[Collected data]
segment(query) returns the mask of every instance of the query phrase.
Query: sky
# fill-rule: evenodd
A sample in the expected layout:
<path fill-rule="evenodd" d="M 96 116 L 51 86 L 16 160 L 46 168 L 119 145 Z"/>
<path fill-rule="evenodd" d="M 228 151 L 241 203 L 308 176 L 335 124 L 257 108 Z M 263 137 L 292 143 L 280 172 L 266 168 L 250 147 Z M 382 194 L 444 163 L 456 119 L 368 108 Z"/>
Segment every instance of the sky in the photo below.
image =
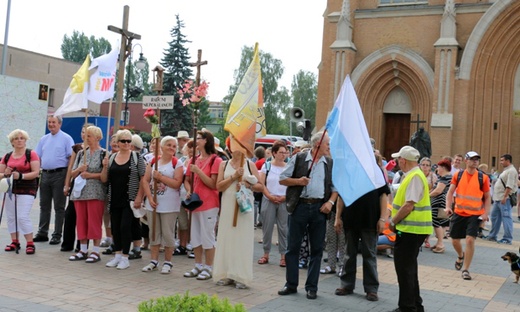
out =
<path fill-rule="evenodd" d="M 5 43 L 8 0 L 0 1 L 0 40 Z M 202 49 L 201 78 L 210 87 L 208 98 L 220 101 L 234 84 L 242 47 L 259 43 L 263 52 L 279 59 L 285 70 L 280 85 L 290 90 L 300 70 L 318 74 L 323 37 L 325 0 L 11 0 L 7 44 L 61 58 L 63 36 L 74 30 L 107 39 L 120 47 L 121 35 L 107 29 L 122 28 L 124 6 L 130 8 L 128 30 L 141 35 L 150 68 L 159 65 L 178 14 L 192 62 Z M 141 48 L 134 48 L 133 60 Z M 78 65 L 79 68 L 80 65 Z M 194 70 L 195 74 L 195 70 Z M 151 77 L 151 75 L 150 75 Z"/>

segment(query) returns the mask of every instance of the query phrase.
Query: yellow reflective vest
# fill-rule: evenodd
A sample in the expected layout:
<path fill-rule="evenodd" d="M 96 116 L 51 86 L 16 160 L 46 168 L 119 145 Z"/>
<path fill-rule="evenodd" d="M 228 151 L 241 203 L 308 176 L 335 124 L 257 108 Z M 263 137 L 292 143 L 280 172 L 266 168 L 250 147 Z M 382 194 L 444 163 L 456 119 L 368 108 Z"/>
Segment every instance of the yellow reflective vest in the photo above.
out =
<path fill-rule="evenodd" d="M 397 214 L 399 209 L 406 203 L 406 189 L 410 181 L 418 176 L 424 186 L 423 197 L 414 205 L 414 209 L 406 218 L 395 225 L 398 231 L 413 234 L 432 234 L 432 208 L 430 206 L 430 191 L 428 189 L 428 181 L 424 173 L 419 170 L 411 170 L 408 175 L 402 180 L 401 185 L 397 189 L 392 204 L 392 217 Z"/>

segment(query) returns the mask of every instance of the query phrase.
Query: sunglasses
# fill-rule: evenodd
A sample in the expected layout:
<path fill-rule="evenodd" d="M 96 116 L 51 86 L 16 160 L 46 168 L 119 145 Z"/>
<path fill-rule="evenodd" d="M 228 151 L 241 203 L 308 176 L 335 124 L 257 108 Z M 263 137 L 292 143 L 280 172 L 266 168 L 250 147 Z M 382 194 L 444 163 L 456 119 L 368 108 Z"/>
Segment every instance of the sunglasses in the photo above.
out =
<path fill-rule="evenodd" d="M 132 143 L 132 140 L 119 140 L 120 143 Z"/>

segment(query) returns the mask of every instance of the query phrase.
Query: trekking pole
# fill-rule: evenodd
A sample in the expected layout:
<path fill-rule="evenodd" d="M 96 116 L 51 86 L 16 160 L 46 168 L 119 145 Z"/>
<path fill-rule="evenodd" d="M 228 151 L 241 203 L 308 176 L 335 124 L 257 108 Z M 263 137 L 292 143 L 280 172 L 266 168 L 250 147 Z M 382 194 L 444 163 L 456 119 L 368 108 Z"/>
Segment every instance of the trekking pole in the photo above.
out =
<path fill-rule="evenodd" d="M 0 224 L 2 224 L 2 215 L 4 214 L 5 195 L 7 195 L 7 193 L 4 193 L 4 199 L 2 200 L 2 211 L 0 211 Z"/>
<path fill-rule="evenodd" d="M 15 251 L 16 251 L 16 254 L 19 254 L 19 250 L 20 250 L 20 240 L 19 240 L 19 235 L 18 235 L 18 207 L 17 207 L 17 200 L 16 200 L 17 196 L 16 194 L 14 194 L 14 228 L 15 228 L 15 231 L 16 231 L 16 241 L 18 242 L 18 244 L 16 244 L 16 248 L 15 248 Z"/>

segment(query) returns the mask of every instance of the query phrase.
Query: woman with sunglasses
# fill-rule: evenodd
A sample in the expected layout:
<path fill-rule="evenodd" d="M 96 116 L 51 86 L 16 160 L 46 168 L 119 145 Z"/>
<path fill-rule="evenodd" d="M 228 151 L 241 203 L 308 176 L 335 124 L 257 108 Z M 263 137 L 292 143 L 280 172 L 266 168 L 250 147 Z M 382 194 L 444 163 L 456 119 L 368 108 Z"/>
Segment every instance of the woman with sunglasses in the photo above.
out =
<path fill-rule="evenodd" d="M 132 243 L 134 213 L 130 208 L 140 208 L 143 192 L 141 179 L 146 166 L 143 158 L 131 150 L 132 133 L 120 130 L 116 133 L 119 151 L 103 160 L 102 181 L 108 182 L 108 208 L 114 239 L 115 257 L 106 266 L 124 270 L 130 266 L 128 254 Z"/>

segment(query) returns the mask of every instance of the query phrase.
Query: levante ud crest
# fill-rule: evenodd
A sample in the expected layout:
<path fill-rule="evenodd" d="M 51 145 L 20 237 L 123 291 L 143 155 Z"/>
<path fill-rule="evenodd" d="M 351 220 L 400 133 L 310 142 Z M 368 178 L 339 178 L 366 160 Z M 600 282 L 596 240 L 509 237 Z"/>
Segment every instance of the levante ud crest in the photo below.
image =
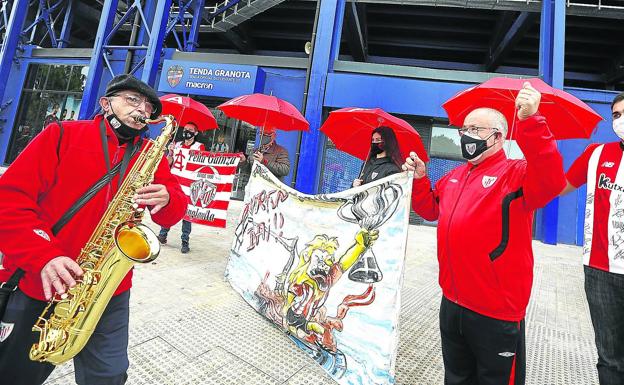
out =
<path fill-rule="evenodd" d="M 182 76 L 184 75 L 184 69 L 179 65 L 172 65 L 167 70 L 167 82 L 171 87 L 175 87 L 180 84 L 180 80 L 182 80 Z"/>

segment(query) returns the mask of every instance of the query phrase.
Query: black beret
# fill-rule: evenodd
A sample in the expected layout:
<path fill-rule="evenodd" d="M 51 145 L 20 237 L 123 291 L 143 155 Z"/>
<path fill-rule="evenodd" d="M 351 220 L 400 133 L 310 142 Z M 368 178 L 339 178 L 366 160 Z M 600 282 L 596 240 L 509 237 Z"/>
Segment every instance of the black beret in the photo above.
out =
<path fill-rule="evenodd" d="M 158 99 L 156 91 L 146 83 L 135 78 L 130 74 L 117 75 L 108 82 L 106 86 L 105 96 L 113 96 L 116 93 L 124 90 L 132 90 L 145 96 L 147 100 L 154 106 L 154 112 L 150 118 L 156 119 L 162 112 L 162 103 Z"/>

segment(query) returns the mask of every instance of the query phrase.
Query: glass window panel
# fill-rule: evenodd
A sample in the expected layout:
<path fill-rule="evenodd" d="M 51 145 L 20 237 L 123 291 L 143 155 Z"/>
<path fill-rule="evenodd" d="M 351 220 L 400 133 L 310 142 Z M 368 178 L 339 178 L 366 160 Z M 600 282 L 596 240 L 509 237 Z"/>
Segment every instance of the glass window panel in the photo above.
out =
<path fill-rule="evenodd" d="M 71 66 L 48 65 L 48 81 L 45 84 L 46 90 L 65 91 L 71 74 Z"/>
<path fill-rule="evenodd" d="M 28 77 L 24 83 L 25 89 L 43 89 L 48 75 L 47 66 L 41 64 L 31 64 L 28 70 Z"/>
<path fill-rule="evenodd" d="M 432 157 L 461 159 L 461 147 L 457 129 L 433 126 L 430 151 Z"/>
<path fill-rule="evenodd" d="M 87 81 L 88 66 L 72 66 L 68 91 L 83 92 Z"/>
<path fill-rule="evenodd" d="M 43 120 L 41 104 L 39 93 L 28 92 L 22 97 L 19 118 L 11 136 L 6 163 L 13 162 L 32 138 L 41 131 L 41 124 L 37 123 Z"/>

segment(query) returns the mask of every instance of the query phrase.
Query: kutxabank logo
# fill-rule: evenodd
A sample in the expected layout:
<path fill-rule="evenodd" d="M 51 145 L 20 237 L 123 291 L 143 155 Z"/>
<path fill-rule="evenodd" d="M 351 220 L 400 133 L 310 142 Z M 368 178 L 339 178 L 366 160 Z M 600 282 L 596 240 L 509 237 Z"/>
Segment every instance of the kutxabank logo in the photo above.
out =
<path fill-rule="evenodd" d="M 182 76 L 184 75 L 184 68 L 179 65 L 172 65 L 167 70 L 167 83 L 171 87 L 175 87 L 180 84 L 180 80 L 182 80 Z"/>

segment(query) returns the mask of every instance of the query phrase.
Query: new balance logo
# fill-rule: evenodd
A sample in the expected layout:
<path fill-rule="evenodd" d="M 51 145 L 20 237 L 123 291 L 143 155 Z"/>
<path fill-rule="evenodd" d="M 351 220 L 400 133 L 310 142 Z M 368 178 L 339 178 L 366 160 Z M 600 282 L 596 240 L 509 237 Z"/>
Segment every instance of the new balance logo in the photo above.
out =
<path fill-rule="evenodd" d="M 615 163 L 613 163 L 613 162 L 604 162 L 602 164 L 602 167 L 606 167 L 606 168 L 611 168 L 613 166 L 615 166 Z"/>
<path fill-rule="evenodd" d="M 501 356 L 501 357 L 513 357 L 513 356 L 515 356 L 515 355 L 516 355 L 516 353 L 512 353 L 512 352 L 501 352 L 501 353 L 498 353 L 498 355 L 499 355 L 499 356 Z"/>

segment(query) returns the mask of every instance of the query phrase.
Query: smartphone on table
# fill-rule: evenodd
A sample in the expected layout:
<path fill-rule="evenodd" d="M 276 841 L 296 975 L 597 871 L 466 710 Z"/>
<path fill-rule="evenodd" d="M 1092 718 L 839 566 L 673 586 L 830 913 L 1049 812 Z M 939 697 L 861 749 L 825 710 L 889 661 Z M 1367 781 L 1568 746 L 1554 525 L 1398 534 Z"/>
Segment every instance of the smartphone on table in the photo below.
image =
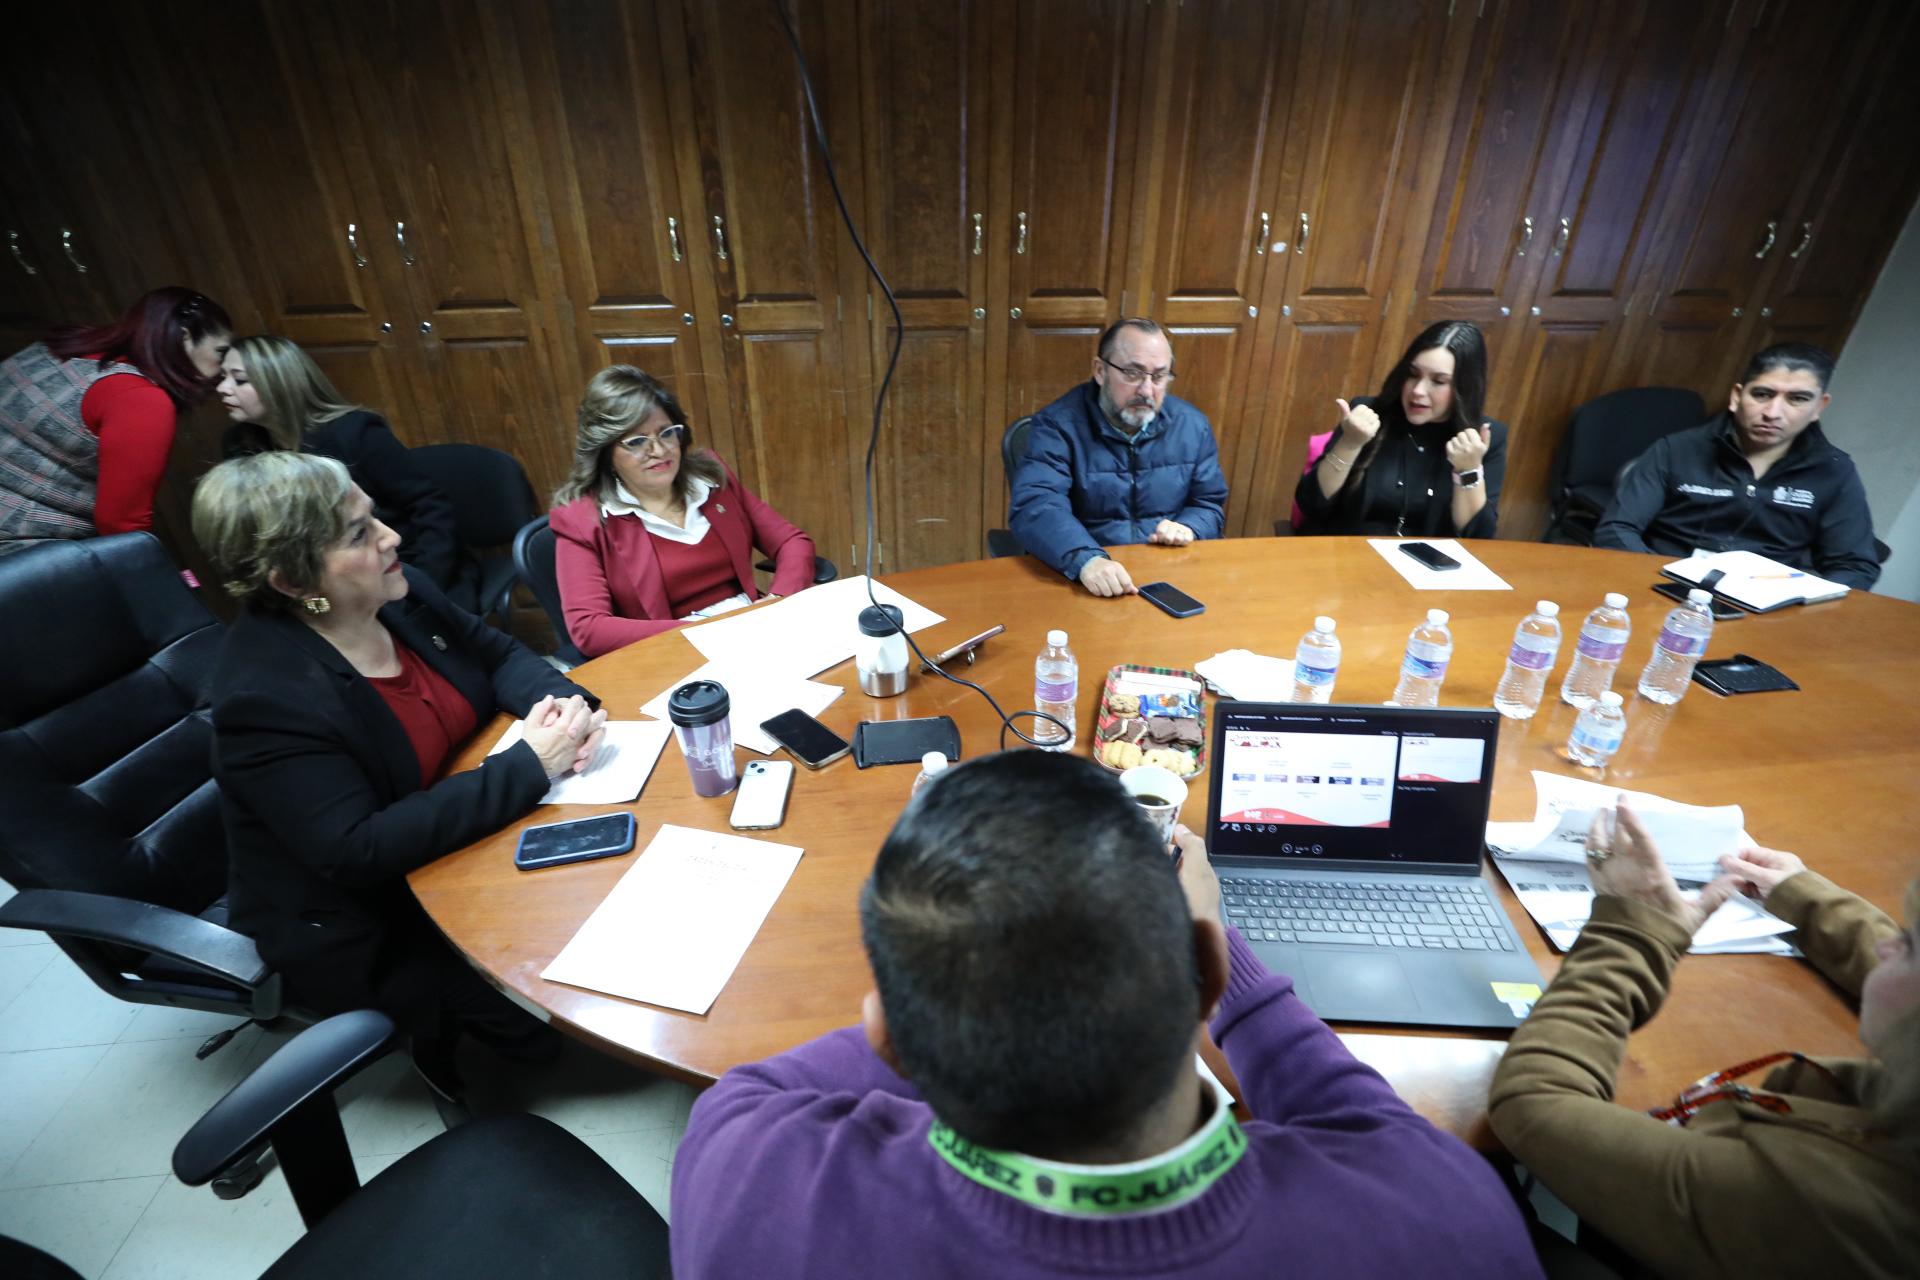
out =
<path fill-rule="evenodd" d="M 809 769 L 832 764 L 847 754 L 845 738 L 797 707 L 782 711 L 771 720 L 762 720 L 760 729 Z"/>
<path fill-rule="evenodd" d="M 522 871 L 611 858 L 633 848 L 633 815 L 603 813 L 571 822 L 549 822 L 520 833 L 513 865 Z"/>
<path fill-rule="evenodd" d="M 1460 562 L 1436 546 L 1425 542 L 1403 542 L 1400 550 L 1429 569 L 1458 569 Z"/>
<path fill-rule="evenodd" d="M 766 831 L 787 820 L 787 792 L 793 786 L 793 764 L 787 760 L 755 760 L 740 771 L 733 793 L 733 813 L 727 821 L 736 831 Z"/>
<path fill-rule="evenodd" d="M 1174 586 L 1171 582 L 1149 582 L 1140 588 L 1140 598 L 1163 613 L 1176 618 L 1191 618 L 1205 613 L 1207 606 Z"/>

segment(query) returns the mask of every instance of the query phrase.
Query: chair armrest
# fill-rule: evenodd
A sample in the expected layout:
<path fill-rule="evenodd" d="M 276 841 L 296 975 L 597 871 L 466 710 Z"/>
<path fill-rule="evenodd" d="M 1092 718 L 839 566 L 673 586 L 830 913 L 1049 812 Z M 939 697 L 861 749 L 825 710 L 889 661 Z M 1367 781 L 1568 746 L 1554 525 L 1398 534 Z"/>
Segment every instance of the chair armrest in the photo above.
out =
<path fill-rule="evenodd" d="M 135 947 L 252 990 L 268 968 L 253 939 L 198 916 L 151 902 L 71 889 L 22 889 L 0 903 L 0 928 L 40 929 Z"/>
<path fill-rule="evenodd" d="M 779 566 L 771 560 L 762 560 L 753 567 L 762 573 L 772 573 L 775 569 L 779 568 Z M 814 586 L 817 587 L 823 583 L 832 582 L 839 576 L 840 570 L 834 567 L 833 561 L 827 559 L 825 556 L 815 556 L 813 558 Z"/>
<path fill-rule="evenodd" d="M 174 1176 L 190 1187 L 212 1181 L 272 1137 L 282 1121 L 384 1057 L 393 1040 L 393 1019 L 372 1009 L 308 1027 L 187 1130 L 173 1149 Z"/>

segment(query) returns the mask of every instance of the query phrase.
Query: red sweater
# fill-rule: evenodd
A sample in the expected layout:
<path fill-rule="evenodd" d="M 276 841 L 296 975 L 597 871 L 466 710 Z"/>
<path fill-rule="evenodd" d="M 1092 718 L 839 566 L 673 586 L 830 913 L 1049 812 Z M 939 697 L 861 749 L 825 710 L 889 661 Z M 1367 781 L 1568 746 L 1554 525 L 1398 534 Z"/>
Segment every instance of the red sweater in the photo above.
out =
<path fill-rule="evenodd" d="M 413 754 L 420 760 L 420 785 L 431 786 L 447 757 L 466 742 L 479 721 L 473 704 L 461 696 L 452 681 L 428 666 L 426 659 L 393 642 L 400 659 L 397 676 L 370 676 L 367 683 L 386 702 L 387 709 L 407 731 Z"/>
<path fill-rule="evenodd" d="M 176 416 L 171 396 L 131 373 L 116 373 L 87 388 L 80 400 L 80 420 L 100 438 L 100 479 L 93 497 L 96 532 L 104 536 L 153 527 L 153 495 L 167 474 Z"/>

→ **TASK TO COMPLETE**
A faithful copy of the lines from the line containing "Segment every instance of the red" to the end of the data should be set down, both ends included, and nothing more.

→ **THE ANSWER**
Segment every instance of the red sweater in the photo above.
out =
<path fill-rule="evenodd" d="M 413 754 L 420 760 L 420 785 L 431 786 L 447 757 L 466 742 L 479 721 L 473 704 L 461 696 L 452 681 L 428 666 L 426 659 L 393 642 L 400 659 L 397 676 L 370 676 L 367 683 L 386 702 L 387 709 L 407 731 Z"/>
<path fill-rule="evenodd" d="M 176 416 L 171 396 L 131 373 L 116 373 L 87 388 L 80 400 L 80 420 L 100 438 L 100 479 L 93 497 L 96 532 L 104 536 L 153 527 L 153 495 L 167 474 Z"/>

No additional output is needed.